───── STORED RECORDS

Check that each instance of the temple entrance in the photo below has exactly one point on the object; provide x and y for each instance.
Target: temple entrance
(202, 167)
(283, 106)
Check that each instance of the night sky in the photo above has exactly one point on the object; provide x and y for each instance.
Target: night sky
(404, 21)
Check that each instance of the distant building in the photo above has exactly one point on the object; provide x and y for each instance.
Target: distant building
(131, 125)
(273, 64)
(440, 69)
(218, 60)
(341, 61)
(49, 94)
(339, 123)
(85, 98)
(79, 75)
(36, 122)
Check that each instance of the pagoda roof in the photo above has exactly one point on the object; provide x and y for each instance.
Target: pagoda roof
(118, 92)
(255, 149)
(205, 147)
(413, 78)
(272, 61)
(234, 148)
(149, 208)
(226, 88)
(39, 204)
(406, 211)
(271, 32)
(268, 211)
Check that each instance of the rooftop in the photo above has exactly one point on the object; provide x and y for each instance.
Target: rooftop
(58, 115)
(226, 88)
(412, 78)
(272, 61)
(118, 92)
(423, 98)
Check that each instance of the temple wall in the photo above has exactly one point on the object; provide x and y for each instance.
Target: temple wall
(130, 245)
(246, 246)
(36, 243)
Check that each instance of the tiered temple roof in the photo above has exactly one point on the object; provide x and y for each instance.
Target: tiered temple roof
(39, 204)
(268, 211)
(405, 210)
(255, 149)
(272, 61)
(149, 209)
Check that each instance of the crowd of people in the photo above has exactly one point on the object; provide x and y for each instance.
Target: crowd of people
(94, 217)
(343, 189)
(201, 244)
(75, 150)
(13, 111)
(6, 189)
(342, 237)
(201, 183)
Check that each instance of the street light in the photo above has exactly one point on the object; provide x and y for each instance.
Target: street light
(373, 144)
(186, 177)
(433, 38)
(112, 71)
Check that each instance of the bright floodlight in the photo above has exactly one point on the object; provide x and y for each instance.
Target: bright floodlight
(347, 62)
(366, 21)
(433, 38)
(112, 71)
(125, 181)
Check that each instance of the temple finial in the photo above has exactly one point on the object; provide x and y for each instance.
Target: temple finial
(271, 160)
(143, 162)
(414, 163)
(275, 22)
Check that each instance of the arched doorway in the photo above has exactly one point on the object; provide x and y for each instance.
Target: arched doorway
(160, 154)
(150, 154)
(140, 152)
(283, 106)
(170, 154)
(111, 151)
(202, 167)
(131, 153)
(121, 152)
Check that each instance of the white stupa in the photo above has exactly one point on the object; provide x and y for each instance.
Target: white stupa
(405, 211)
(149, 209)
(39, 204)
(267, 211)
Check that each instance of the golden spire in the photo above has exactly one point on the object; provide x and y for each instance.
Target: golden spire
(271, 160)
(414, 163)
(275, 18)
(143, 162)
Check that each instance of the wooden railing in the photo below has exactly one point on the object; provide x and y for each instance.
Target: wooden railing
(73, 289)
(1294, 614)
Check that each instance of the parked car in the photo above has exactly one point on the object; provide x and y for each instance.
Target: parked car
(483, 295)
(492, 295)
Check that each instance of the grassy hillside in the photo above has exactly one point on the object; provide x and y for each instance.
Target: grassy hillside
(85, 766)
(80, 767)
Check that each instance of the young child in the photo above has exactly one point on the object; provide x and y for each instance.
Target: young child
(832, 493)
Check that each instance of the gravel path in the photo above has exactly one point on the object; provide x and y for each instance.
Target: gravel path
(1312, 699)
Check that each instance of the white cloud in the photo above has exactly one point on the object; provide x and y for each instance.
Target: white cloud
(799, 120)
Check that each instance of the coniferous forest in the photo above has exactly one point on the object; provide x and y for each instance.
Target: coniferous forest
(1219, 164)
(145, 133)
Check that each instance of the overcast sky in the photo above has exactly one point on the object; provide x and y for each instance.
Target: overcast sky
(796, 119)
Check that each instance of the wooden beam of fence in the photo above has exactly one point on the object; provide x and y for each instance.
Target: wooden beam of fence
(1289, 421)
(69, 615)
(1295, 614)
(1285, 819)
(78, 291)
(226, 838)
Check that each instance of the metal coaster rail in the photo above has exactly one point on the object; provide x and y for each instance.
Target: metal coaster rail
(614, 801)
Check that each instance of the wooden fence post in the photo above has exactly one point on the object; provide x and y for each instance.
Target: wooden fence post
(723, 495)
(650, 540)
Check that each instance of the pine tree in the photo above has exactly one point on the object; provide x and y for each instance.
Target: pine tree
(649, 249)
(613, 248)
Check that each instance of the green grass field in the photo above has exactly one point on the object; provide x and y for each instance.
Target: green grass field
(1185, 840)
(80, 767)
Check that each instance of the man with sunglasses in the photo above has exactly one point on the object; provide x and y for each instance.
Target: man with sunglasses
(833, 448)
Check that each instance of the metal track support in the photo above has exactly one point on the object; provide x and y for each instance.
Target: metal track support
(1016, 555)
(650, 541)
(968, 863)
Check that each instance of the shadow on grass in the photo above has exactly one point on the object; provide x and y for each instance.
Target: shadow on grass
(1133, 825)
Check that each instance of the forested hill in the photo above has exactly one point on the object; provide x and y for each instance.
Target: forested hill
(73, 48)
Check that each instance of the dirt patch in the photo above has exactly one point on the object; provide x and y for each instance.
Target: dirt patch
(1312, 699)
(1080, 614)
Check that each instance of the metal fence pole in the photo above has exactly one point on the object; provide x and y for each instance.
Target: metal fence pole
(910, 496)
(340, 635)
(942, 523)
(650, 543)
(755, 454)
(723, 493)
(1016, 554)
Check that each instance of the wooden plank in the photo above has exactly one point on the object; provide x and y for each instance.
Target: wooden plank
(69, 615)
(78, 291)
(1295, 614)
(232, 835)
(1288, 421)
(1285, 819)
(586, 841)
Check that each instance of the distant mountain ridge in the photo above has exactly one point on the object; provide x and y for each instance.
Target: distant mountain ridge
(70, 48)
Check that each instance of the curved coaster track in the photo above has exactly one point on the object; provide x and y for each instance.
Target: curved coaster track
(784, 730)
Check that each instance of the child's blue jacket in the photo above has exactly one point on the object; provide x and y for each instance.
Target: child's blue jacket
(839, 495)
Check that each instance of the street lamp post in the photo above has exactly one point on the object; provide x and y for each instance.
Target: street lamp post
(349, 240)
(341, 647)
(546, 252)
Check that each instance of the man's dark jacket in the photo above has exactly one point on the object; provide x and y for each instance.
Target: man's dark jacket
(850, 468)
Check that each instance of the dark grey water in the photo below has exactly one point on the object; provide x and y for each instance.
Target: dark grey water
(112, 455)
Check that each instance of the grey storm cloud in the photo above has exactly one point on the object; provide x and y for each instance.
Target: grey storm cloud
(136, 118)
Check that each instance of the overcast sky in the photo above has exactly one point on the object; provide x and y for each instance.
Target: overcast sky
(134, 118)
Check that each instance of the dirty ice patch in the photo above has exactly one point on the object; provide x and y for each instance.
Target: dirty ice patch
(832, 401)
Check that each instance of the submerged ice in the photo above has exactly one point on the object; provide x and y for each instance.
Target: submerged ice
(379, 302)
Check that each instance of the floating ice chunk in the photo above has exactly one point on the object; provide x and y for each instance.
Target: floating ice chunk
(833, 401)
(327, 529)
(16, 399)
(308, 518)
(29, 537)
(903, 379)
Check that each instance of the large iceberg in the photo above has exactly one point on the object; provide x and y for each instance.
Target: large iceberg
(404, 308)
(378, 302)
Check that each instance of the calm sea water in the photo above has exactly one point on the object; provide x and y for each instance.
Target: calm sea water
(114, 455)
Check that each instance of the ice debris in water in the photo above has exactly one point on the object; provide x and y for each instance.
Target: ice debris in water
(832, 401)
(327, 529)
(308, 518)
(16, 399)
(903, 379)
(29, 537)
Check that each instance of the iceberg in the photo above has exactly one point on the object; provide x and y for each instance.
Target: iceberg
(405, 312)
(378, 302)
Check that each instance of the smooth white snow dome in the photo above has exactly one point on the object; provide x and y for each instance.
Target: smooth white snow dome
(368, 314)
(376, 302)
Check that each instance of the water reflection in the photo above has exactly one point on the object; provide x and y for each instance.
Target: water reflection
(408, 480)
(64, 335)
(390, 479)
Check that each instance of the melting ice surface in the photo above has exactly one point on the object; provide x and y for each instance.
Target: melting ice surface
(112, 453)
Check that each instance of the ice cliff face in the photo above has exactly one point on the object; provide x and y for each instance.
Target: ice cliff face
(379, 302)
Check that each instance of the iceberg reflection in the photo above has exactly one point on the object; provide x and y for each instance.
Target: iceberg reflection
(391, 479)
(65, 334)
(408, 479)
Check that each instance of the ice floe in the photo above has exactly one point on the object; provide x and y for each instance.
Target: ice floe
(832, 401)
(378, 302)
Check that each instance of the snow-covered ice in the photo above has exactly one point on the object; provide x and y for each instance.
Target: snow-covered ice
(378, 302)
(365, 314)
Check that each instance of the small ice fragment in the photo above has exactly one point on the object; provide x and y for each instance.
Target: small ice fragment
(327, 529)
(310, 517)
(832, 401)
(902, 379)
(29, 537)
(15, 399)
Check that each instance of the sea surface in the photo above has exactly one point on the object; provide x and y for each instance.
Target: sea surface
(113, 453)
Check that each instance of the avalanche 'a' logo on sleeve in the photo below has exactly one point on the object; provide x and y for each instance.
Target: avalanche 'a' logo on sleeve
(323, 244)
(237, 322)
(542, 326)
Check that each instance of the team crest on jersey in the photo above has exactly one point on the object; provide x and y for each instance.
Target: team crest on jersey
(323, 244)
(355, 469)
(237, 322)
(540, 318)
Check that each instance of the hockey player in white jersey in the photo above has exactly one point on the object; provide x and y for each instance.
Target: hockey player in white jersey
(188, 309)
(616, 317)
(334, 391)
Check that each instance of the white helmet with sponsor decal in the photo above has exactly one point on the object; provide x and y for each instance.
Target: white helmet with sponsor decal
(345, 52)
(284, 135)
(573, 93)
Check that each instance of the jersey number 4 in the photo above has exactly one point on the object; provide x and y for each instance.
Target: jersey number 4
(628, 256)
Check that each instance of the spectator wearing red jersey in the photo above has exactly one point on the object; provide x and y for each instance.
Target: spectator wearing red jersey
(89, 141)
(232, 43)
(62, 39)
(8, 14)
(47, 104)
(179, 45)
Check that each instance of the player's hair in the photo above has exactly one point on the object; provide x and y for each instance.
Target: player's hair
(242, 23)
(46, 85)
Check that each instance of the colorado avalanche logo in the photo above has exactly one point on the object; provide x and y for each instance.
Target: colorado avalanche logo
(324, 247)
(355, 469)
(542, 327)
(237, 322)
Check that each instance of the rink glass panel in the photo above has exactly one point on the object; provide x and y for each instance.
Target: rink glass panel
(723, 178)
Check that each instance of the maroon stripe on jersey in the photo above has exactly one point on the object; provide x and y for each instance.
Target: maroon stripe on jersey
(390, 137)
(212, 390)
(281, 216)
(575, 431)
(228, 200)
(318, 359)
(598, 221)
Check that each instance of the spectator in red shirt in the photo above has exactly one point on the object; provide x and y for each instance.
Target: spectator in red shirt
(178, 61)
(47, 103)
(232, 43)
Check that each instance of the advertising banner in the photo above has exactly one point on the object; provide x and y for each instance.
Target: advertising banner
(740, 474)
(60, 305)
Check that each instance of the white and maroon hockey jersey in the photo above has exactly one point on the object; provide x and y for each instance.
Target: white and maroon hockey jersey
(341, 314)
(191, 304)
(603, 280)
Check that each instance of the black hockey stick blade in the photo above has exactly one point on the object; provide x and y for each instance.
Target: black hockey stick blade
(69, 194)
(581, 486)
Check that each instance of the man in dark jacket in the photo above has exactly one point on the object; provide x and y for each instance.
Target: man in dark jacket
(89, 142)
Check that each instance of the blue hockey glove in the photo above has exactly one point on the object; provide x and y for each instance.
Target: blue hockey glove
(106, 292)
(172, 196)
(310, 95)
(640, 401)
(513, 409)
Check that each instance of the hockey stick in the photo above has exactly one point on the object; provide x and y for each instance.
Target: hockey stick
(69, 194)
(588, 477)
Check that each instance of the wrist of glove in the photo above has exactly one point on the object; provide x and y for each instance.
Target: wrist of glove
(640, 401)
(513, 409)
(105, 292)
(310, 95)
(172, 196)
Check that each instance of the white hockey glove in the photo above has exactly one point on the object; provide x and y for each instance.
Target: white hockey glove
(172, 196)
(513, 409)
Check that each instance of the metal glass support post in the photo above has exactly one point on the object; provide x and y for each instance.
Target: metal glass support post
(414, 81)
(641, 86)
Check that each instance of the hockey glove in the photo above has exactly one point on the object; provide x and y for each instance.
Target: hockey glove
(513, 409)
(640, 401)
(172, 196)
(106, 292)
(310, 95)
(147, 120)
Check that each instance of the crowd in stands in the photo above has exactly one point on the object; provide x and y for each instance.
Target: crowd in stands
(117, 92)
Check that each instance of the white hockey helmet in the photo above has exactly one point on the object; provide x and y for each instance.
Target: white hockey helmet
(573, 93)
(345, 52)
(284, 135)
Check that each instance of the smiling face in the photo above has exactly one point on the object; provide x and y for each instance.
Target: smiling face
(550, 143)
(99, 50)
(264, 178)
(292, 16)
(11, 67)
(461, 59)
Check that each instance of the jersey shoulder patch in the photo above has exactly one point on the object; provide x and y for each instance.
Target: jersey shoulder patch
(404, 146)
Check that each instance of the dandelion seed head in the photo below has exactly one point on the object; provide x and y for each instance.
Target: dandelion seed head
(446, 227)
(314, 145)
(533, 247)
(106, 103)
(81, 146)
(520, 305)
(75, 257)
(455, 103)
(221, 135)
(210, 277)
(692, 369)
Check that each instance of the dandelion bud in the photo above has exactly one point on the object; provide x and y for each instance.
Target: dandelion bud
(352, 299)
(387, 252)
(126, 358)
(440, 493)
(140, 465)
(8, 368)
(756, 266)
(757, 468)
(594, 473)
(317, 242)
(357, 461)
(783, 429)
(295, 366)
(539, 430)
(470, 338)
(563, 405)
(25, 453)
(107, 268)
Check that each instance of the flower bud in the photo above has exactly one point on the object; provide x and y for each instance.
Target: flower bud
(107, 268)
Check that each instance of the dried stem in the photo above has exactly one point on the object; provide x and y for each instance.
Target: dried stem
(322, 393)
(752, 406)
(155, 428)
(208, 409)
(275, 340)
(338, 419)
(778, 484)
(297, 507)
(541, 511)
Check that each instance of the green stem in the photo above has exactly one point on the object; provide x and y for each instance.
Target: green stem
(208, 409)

──────────

Print only the lines from the one with "Check that each instance of the dandelion seed" to the end of the records, both included.

▶ **SOLUTION FOR THIS TASK**
Check that each instance of the dandelion seed head in the photo below has exactly one point on the object; provide x and y for each instance.
Target: dandelion seed head
(446, 227)
(314, 145)
(533, 247)
(106, 103)
(81, 146)
(520, 305)
(75, 257)
(455, 103)
(221, 135)
(210, 277)
(692, 369)
Check that each instance of the dandelion bud in the photo above has exactly one point on the object; provide x and y for each instance.
Target: dandelion bud
(352, 299)
(387, 252)
(126, 358)
(440, 493)
(140, 465)
(8, 368)
(756, 266)
(757, 468)
(594, 473)
(317, 242)
(357, 461)
(783, 429)
(295, 366)
(539, 430)
(470, 338)
(563, 405)
(25, 453)
(107, 268)
Check that each instance of the flower bud in the photo above has exactly one point on the object; provide x and y for each instance.
Target: flower bud
(107, 268)
Check that each instance of the dried stem in the photo above has exactly one point on the object; provide x and y for each instance.
Target: dried stem
(322, 393)
(752, 406)
(155, 428)
(208, 409)
(275, 340)
(338, 419)
(778, 484)
(297, 507)
(541, 511)
Check that each instance of the green stem in the photo above has exactly one point on the object; provide x and y for each instance.
Target: green stem
(208, 409)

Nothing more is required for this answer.